Find the line that contains "Could you please indicate the distant" and print it and every line after it, exactly, please.

— START SUPPLIED MATERIAL —

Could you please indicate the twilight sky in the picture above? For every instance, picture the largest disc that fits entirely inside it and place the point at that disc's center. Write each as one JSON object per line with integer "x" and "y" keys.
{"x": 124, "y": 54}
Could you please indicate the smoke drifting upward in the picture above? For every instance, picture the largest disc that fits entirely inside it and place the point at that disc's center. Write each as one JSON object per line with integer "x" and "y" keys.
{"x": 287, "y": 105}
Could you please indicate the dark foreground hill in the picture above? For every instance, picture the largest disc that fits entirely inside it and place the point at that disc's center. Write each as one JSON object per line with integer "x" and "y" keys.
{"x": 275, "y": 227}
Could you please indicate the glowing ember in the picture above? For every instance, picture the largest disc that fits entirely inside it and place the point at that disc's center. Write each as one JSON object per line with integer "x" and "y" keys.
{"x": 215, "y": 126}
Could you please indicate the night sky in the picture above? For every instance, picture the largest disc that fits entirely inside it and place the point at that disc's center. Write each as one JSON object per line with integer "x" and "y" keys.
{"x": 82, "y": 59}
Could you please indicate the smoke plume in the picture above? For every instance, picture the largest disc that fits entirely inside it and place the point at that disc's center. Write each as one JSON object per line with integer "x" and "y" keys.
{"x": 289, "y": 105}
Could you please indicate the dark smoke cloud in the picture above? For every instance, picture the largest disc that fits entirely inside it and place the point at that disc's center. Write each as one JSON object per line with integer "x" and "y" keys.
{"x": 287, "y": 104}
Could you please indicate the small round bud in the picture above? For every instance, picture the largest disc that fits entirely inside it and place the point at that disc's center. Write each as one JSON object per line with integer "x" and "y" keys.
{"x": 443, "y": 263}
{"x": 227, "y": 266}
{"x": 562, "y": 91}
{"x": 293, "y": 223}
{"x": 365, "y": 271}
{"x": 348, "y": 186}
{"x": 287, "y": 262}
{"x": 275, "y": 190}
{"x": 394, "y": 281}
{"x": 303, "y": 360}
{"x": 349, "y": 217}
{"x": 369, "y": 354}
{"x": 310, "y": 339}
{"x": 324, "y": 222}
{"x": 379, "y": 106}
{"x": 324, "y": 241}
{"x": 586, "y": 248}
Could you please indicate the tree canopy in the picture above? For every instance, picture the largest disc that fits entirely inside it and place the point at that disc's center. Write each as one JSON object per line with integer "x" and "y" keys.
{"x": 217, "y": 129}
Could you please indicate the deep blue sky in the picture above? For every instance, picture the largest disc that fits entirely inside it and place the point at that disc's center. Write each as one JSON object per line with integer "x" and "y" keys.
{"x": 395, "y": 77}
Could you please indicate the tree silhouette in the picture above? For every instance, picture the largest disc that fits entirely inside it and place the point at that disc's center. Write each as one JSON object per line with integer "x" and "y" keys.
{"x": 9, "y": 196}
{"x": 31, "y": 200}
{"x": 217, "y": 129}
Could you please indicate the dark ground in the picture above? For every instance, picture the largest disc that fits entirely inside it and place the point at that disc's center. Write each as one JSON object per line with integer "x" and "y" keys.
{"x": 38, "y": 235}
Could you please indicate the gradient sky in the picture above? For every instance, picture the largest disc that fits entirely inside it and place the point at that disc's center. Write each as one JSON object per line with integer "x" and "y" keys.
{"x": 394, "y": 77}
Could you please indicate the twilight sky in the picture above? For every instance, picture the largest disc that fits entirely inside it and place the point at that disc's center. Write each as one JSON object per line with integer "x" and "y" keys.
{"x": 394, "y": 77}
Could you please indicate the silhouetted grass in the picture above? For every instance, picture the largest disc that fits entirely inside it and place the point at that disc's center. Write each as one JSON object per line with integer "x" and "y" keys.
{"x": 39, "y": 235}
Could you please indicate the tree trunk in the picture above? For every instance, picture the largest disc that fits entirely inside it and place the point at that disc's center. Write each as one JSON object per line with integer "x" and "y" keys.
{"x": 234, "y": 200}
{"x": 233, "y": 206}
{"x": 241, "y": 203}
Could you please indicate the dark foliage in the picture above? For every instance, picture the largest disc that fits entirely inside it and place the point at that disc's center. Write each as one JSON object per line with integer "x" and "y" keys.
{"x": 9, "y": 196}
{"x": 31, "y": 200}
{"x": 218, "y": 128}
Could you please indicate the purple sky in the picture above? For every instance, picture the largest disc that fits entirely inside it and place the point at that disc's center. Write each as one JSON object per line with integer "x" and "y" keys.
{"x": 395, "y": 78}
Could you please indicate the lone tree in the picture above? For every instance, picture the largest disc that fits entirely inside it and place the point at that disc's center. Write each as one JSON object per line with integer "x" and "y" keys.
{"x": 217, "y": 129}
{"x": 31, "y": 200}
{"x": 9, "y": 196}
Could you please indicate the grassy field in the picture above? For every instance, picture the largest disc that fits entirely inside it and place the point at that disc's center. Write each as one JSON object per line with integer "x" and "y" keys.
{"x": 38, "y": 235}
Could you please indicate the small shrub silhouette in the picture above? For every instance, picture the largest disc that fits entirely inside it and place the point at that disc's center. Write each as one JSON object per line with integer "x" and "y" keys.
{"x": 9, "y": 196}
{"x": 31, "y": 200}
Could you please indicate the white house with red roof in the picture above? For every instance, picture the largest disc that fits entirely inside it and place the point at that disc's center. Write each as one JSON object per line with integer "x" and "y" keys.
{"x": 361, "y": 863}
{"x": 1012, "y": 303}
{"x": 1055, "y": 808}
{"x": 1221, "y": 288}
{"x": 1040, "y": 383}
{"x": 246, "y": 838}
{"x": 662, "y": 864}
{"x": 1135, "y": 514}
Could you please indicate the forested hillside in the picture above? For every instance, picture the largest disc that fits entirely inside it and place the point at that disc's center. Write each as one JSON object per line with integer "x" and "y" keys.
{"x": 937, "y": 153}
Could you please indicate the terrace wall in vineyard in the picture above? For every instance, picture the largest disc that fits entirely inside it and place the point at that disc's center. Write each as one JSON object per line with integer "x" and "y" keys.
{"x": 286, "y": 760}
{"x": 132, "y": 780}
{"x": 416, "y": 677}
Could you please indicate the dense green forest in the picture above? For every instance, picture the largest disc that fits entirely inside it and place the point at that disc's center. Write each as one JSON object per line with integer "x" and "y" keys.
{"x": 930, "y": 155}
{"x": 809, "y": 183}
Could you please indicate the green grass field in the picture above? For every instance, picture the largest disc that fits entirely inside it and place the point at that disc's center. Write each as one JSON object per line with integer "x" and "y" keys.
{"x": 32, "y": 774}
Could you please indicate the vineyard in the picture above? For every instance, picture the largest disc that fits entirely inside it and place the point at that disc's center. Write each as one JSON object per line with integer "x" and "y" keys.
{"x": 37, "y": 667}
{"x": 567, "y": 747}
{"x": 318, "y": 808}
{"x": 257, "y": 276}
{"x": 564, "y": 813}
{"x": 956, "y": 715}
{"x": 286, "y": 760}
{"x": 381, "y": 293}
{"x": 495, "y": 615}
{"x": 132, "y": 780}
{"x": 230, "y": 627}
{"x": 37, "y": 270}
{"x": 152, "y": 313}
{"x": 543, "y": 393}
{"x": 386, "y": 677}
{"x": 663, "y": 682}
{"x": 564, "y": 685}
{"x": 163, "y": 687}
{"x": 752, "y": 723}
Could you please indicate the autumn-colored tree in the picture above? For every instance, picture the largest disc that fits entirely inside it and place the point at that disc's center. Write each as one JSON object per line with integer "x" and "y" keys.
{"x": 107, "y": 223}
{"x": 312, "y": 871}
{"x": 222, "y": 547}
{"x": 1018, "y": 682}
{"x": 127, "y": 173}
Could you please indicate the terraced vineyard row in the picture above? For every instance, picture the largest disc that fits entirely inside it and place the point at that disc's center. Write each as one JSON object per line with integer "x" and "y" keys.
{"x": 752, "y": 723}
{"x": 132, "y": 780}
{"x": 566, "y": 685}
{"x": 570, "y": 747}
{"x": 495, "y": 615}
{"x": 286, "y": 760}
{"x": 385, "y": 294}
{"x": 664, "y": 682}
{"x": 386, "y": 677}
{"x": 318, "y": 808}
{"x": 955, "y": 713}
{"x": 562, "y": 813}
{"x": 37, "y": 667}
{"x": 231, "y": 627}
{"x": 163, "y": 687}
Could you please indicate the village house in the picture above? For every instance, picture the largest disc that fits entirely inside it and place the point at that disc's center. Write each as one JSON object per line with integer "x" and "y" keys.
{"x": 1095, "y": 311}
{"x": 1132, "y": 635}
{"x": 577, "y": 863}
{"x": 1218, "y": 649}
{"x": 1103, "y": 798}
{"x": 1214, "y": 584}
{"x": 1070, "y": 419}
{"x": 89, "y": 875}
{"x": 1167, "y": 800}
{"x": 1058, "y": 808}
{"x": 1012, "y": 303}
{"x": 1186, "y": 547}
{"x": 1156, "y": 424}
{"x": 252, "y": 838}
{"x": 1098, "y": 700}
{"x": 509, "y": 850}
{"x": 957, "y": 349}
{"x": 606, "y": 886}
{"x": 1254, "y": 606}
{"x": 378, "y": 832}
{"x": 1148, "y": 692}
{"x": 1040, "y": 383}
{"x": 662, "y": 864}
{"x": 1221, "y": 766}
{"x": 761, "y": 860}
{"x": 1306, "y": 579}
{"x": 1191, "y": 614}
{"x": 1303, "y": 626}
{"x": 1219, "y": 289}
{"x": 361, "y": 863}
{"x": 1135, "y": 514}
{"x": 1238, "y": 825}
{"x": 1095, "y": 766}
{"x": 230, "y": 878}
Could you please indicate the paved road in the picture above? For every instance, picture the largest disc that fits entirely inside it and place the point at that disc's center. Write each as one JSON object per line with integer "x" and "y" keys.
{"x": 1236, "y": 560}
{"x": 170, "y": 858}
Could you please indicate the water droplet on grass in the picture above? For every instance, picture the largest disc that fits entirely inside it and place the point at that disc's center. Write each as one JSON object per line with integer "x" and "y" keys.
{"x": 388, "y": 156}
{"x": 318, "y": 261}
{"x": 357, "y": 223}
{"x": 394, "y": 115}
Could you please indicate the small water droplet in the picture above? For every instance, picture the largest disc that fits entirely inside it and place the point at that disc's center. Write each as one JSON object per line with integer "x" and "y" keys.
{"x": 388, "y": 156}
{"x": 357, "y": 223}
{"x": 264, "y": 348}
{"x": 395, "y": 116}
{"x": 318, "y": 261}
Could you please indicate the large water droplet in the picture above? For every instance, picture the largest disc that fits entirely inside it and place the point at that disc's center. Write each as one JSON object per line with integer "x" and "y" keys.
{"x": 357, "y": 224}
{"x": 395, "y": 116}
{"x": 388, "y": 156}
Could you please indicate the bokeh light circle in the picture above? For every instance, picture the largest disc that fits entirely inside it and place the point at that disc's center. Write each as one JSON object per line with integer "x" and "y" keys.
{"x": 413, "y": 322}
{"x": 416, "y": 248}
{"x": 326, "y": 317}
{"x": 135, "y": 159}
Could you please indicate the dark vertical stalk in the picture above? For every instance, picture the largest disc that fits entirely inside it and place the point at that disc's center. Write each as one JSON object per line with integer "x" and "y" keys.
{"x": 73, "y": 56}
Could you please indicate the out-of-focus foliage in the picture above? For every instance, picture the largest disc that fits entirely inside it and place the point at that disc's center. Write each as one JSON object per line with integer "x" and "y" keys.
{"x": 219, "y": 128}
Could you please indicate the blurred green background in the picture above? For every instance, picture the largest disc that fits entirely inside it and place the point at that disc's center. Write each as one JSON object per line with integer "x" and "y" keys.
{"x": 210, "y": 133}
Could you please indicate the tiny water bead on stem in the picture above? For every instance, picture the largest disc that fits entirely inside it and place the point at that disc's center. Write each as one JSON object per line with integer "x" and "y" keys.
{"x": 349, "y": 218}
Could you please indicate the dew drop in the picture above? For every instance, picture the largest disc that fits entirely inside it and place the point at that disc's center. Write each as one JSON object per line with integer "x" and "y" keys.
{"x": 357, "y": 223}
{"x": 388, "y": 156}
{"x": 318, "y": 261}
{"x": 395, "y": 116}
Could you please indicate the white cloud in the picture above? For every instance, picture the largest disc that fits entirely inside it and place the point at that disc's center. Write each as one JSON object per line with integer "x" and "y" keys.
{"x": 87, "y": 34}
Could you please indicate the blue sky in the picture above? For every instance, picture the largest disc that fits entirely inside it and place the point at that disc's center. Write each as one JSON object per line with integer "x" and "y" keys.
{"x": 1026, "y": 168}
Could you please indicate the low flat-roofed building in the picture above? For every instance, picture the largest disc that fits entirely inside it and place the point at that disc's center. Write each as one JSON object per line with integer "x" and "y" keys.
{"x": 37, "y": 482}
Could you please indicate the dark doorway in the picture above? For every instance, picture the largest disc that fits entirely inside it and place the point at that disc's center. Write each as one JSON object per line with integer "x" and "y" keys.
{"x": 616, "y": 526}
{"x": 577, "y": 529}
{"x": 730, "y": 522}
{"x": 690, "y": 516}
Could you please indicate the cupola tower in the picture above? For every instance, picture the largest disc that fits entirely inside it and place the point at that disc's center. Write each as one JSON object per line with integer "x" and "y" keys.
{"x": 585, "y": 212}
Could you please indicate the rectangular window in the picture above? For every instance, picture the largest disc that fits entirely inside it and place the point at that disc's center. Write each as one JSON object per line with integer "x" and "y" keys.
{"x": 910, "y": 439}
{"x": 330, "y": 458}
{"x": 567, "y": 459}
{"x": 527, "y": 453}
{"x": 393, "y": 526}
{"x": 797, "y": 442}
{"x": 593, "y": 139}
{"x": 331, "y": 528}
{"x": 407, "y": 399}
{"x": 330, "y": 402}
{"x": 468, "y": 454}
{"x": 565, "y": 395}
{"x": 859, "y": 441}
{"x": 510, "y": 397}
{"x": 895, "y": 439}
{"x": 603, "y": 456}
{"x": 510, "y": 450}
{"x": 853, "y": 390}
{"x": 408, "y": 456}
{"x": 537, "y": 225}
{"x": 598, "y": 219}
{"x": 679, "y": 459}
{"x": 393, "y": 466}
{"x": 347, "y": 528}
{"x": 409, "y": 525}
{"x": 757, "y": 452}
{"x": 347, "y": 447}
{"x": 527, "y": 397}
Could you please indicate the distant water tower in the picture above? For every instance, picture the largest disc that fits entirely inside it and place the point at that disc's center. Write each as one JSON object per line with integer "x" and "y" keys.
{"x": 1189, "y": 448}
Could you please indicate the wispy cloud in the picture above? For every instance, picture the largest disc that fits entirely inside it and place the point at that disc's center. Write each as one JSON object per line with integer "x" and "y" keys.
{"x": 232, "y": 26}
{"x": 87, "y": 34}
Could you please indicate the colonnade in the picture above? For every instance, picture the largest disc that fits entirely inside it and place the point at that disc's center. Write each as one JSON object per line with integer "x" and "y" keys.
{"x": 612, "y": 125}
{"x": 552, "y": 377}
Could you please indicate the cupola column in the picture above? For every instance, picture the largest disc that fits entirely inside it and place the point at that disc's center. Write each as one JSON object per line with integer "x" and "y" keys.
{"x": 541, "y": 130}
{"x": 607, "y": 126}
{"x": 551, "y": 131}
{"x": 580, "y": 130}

— END SUPPLIED MATERIAL —

EXPECTED ANSWER:
Could you please indicate the distant water tower in the picture above? For every instance, picture the largest disc that fits entirely inside it and place the point at that disc's center. Write each as one JSON object per line with integer "x" and "y" keys.
{"x": 1189, "y": 448}
Could you please indicate the wispy cloud in the picture above? For every instance, picture the largest disc that fits entirely inside it and place the point at that disc's center. Write each as one JSON object per line with integer "x" and "y" keys.
{"x": 232, "y": 26}
{"x": 87, "y": 34}
Could you please indicate the colonnade in the picture above? For every instance, picture the largest disc that fits entirely inside it and place the point at that disc's center. Write each as one JSON object per line with integer "x" and "y" keys.
{"x": 612, "y": 125}
{"x": 552, "y": 377}
Could you please indicate the cupola column in the picture above? For every instance, picture the largest disc that fits entirely inside it and place the point at that disc's center. Write each as one JSON object per line with integer "x" and "y" keys.
{"x": 541, "y": 130}
{"x": 607, "y": 126}
{"x": 551, "y": 131}
{"x": 580, "y": 130}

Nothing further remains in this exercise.